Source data
================================
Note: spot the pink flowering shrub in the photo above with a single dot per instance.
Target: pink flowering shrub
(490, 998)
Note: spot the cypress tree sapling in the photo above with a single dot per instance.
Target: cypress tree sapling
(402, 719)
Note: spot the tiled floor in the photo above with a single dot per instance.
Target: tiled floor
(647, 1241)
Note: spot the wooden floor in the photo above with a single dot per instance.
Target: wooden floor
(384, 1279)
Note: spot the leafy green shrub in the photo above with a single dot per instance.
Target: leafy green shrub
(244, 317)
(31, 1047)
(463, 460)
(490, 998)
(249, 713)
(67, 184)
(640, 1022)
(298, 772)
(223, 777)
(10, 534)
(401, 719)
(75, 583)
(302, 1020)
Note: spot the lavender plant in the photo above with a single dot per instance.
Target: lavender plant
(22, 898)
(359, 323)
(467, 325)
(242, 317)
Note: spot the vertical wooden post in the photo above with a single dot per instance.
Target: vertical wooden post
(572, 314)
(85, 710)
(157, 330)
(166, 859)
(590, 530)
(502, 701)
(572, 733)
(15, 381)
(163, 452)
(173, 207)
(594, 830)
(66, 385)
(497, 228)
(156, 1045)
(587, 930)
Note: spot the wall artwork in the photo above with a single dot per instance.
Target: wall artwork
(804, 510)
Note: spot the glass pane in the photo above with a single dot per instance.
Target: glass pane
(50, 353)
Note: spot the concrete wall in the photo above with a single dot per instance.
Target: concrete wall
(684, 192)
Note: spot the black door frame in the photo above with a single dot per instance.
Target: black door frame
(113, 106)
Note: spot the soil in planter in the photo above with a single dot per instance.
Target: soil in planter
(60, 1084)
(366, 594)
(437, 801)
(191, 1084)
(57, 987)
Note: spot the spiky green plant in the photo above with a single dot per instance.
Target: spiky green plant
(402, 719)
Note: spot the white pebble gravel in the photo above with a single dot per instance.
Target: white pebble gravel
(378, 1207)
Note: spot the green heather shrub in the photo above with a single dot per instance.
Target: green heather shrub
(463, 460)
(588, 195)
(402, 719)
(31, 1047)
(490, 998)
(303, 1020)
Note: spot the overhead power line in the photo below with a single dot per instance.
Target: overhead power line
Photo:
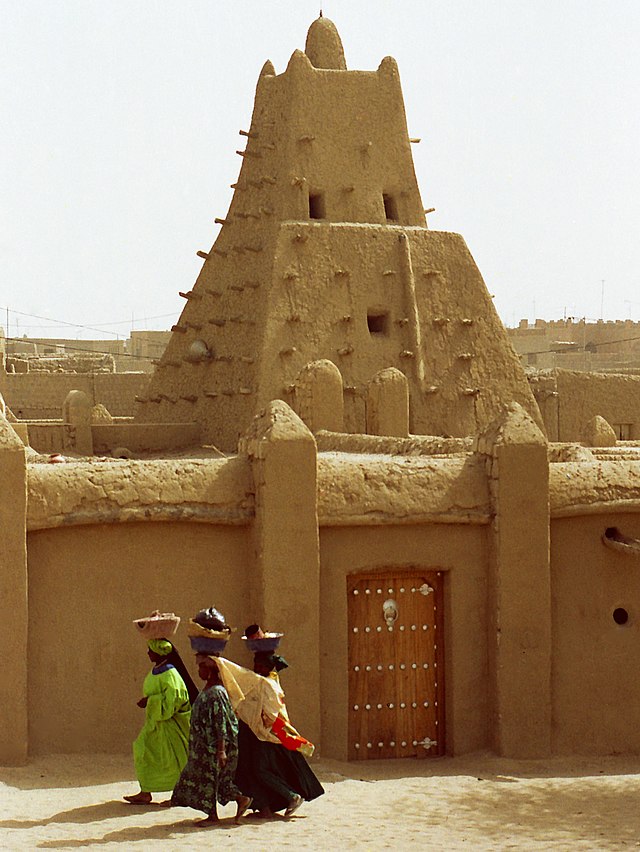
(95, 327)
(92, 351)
================================
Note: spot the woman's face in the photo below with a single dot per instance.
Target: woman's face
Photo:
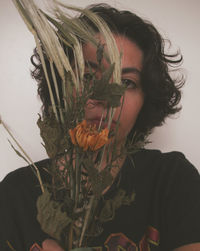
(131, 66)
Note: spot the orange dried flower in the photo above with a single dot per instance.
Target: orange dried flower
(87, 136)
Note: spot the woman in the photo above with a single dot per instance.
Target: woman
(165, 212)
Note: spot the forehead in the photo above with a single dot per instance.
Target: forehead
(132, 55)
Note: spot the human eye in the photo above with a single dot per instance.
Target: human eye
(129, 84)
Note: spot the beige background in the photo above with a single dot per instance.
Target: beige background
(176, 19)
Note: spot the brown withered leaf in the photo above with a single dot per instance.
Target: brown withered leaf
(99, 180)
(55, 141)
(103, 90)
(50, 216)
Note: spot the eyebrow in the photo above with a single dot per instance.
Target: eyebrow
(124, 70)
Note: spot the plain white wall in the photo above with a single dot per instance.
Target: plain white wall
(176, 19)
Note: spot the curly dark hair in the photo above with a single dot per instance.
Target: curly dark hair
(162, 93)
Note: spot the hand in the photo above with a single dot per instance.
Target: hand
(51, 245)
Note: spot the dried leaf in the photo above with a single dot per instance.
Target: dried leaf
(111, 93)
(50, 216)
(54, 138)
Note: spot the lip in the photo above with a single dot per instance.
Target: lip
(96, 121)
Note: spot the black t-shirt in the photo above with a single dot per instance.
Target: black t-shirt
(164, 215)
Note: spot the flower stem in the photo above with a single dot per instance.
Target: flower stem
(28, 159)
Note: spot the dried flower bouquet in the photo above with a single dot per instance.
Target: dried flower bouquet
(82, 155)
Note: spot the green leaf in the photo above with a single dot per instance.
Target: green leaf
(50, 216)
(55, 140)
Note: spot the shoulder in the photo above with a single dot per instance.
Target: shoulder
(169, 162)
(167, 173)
================================
▶ **DO THIS**: Show each line above that contains the string "wooden". Case counts.

▶ **WORKED SOLUTION**:
Note: spot the wooden floor in the photo above with a single dot per instance.
Target: wooden floor
Note: spot the vertical wooden post in the photo above with a single dot per instance.
Target: vertical wooden post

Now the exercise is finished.